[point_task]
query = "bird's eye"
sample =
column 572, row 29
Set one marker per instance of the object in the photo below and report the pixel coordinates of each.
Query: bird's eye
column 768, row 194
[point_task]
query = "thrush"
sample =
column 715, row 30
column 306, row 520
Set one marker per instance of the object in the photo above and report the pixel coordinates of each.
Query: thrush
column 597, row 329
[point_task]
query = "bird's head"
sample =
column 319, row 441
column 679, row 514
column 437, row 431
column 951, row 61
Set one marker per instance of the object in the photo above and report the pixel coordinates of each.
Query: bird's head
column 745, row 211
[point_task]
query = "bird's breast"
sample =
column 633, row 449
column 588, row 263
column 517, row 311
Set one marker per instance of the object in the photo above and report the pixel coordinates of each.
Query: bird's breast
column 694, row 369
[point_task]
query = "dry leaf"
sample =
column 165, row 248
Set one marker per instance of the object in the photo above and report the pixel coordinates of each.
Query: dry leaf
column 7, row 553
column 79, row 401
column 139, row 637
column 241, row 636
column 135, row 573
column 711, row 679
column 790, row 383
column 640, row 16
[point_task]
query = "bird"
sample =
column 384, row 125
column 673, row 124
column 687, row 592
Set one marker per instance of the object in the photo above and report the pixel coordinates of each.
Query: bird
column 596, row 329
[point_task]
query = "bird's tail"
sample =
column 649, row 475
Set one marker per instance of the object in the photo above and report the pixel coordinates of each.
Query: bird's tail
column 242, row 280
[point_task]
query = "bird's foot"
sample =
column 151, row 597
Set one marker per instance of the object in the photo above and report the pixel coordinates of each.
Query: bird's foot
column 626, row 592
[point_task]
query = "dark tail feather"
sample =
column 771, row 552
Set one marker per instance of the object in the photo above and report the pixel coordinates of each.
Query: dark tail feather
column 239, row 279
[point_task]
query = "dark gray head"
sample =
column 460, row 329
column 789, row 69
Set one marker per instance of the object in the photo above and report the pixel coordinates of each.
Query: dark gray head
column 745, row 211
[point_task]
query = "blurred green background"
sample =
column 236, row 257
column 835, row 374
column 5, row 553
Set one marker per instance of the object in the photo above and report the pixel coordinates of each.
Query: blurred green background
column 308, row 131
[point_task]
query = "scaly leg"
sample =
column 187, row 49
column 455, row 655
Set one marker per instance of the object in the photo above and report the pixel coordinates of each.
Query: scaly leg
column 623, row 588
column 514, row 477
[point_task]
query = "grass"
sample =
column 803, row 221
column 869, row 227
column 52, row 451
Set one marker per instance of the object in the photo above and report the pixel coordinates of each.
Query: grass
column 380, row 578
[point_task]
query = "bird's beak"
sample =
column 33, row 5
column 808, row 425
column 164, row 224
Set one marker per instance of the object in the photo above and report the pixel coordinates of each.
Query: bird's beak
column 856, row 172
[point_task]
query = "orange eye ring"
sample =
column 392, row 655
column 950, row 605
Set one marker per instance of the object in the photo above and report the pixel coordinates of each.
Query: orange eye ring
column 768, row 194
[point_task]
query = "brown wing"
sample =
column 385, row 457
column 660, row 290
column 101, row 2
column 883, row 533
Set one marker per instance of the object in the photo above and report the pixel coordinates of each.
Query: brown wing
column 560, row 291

++++++++++++++++++++

▸ Exercise details
Your task is to retype the entries verbatim, starting with the line that holds "Query: bird's head" and stopping after the line that holds "column 165, row 248".

▸ Exercise result
Query: bird's head
column 745, row 211
[point_task]
query = "bird's breast"
sample =
column 633, row 449
column 588, row 263
column 517, row 311
Set one marker per instance of the object in the photo above and report the pixel coordinates of each.
Query: bird's breast
column 694, row 369
[point_task]
query = "dry leaf"
sample =
column 165, row 248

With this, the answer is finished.